## Problem statement
Output the items below word for word, leaving out the pictures.

(Stored records)
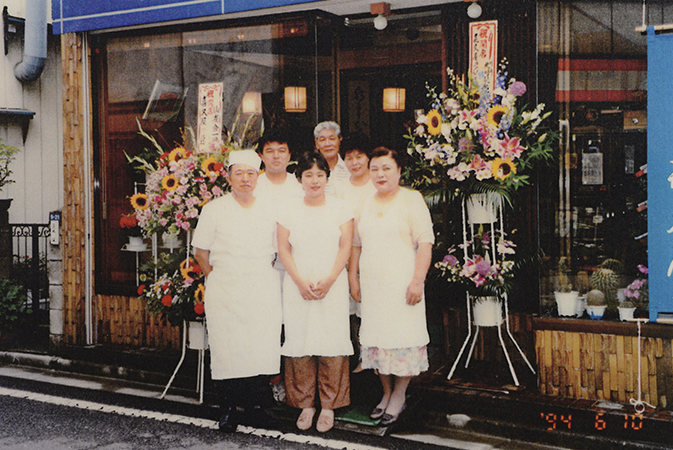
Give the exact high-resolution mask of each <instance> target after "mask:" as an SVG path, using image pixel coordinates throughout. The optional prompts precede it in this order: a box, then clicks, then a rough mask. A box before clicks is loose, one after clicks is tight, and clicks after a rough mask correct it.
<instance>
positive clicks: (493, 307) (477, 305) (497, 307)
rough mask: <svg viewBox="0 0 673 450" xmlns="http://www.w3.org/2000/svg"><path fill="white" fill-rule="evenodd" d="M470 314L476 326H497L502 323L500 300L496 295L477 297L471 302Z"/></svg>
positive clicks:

## The answer
Give the exact high-resolution mask of each <instance> target after "mask:" as an SVG path, using image pixel coordinates throughout. The optional prompts precede it in this order: a box, then clicks, then a rough mask. A box before clicks is loose, one after clicks is tight, and clicks after a rough mask correct it.
<instance>
positive clicks: (493, 307) (477, 305) (497, 307)
rough mask: <svg viewBox="0 0 673 450" xmlns="http://www.w3.org/2000/svg"><path fill="white" fill-rule="evenodd" d="M470 314L476 326H497L502 323L500 300L496 295L477 297L471 302Z"/></svg>
positive clicks:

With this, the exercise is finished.